### WHAT YOU WILL DO
Please select each line in the entries below that contains the word "white".

** start ENTRIES PROVIDED **

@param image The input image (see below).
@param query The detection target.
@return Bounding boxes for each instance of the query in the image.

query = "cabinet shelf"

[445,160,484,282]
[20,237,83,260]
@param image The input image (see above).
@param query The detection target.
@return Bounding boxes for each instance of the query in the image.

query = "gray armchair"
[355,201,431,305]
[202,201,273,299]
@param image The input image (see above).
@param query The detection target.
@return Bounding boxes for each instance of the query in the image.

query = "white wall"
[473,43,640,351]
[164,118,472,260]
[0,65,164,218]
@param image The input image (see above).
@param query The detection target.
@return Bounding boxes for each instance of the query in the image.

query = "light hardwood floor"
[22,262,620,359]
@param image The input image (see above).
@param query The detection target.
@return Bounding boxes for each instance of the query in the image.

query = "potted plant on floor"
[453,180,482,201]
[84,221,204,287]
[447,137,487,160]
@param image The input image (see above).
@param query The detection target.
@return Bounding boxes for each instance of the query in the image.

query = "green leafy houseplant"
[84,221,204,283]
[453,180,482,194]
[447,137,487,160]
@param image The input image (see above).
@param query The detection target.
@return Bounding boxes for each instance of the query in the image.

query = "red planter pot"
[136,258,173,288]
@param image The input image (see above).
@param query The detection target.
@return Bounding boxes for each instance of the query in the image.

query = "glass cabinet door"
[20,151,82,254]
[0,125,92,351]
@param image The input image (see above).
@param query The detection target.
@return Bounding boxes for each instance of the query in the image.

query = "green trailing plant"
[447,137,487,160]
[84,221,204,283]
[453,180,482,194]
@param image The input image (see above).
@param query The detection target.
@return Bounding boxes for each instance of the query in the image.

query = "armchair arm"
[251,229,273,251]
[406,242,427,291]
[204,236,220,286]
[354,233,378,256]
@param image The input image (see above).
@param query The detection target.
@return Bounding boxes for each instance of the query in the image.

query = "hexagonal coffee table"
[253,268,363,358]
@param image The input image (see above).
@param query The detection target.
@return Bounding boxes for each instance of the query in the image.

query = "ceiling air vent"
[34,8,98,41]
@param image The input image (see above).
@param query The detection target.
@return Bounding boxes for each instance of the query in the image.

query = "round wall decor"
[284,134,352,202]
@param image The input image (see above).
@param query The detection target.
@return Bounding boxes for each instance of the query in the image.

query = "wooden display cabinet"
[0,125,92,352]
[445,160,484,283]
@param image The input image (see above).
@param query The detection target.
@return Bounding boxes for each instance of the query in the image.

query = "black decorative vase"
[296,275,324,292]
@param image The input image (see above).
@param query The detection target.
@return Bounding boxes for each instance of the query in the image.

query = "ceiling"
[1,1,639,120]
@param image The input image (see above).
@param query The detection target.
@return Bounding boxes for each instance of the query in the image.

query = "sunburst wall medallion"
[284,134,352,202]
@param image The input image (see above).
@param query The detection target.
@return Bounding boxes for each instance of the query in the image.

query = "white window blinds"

** end ENTRIES PROVIDED **

### RESULT FOR THIS EXERCISE
query = "white wall"
query = "white window blinds"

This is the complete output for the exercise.